▶ [PROBLEM DESCRIPTION] Print each of the following records line for line, changing nothing.

╭──

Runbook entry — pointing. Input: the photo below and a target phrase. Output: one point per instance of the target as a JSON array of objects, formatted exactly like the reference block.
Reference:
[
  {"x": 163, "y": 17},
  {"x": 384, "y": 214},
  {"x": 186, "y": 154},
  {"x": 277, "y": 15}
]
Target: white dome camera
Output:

╰──

▶ [WRITTEN RESPONSE]
Runbook entry — pointing. Input: the photo below and a target phrase. Output: one point per instance of the target as a JSON array of objects, formatted exactly like the reference block.
Reference:
[
  {"x": 163, "y": 17},
  {"x": 384, "y": 214},
  {"x": 186, "y": 154},
  {"x": 277, "y": 15}
]
Target: white dome camera
Output:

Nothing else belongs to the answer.